** EXTRACT TO READ follows **
And that’s not all. It can literally replicate capacity every 90 days.

Reliance Communications’ Global Cloud Xchange can do so because it is activating five Cloud Xchange points in India for the first time, giving Reliance customers access to the latest cloud technology from Silicon Valley and India’s most advanced data network capabilities. And that’s what is needed for a market quickly considered a cloud hotbed by tech giants such as Microsoft, Amazon IBM and Google. In a global space of Internet company overvaluations, India still offers competitive book value in an exploding market.

Mary Meeker, a leading technology oracle and partner at Silicon Valley venture capital firm Kleiner Perkins Caufield & Byers, certainly thinks so. In her Internet Trends 2015 report, Meeker, who championed Dell, Microsoft, Intuit, Netscape, AOL, Amazon.com, Yahoo!, eBay and Google early on, writes that India is at an Internet penetration growth inflection point. She predicts that the country’s Internet penetration rate will reach about 40 percent by 2017 and points to catalyst firms such as Netscape, Yahoo!, Amazon.com, Tencent, Alibaba and JD.com in the US and China as already being dominant at the same stage of development. Meeker writes the country adding 63 million new Internet users in 2014, a spike of 37 percent year-on-year as evidence that it’s a matter of when and not if.
** End of EXTRACT TO READ **
** INFORMATION follows **
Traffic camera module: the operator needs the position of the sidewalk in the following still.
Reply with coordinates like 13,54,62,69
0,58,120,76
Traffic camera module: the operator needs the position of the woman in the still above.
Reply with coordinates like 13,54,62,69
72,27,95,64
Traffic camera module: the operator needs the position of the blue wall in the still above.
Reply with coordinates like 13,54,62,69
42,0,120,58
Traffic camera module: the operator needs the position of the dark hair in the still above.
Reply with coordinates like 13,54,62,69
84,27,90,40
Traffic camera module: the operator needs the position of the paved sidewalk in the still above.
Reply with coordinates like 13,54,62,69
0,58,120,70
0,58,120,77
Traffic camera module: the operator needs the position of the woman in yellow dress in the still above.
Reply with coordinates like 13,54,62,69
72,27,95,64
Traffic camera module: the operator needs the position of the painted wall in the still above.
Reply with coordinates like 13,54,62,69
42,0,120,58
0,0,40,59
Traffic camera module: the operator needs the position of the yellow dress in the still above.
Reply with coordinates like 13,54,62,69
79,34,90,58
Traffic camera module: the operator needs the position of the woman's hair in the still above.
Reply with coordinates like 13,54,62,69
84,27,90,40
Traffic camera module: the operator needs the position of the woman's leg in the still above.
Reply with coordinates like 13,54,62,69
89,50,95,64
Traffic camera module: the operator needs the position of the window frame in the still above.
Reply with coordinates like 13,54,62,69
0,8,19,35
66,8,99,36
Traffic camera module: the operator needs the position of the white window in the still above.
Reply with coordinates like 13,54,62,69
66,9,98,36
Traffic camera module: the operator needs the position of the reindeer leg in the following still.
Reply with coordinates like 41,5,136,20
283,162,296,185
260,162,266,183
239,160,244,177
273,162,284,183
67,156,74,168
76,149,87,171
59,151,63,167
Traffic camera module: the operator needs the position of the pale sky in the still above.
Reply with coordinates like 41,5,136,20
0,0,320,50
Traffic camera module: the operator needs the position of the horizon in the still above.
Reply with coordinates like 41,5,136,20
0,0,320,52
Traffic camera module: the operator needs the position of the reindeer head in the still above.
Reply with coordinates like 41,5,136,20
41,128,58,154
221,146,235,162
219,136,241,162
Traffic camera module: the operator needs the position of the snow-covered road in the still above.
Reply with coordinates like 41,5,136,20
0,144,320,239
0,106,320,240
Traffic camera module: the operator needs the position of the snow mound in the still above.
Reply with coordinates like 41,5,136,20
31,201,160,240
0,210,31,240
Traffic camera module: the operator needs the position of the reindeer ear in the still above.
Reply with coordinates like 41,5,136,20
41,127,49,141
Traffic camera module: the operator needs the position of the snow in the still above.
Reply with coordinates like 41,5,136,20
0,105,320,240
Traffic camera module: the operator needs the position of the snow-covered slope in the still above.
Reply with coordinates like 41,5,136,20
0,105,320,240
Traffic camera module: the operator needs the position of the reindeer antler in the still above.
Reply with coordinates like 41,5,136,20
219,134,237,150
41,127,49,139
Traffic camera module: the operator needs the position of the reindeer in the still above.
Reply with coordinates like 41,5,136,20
** End of INFORMATION **
■ **TRY IT**:
Answer these questions from the passage on India's cloud market.
(a) How many Cloud Xchange points is Reliance Communications activating in India?
(b) What Internet penetration rate does Meeker predict India will reach by 2017?
(c) How many new Internet users did India add in 2014, according to Meeker?

■ **TASK OUTPUT**:
(a) Five.
(b) About 40 percent.
(c) 63 million.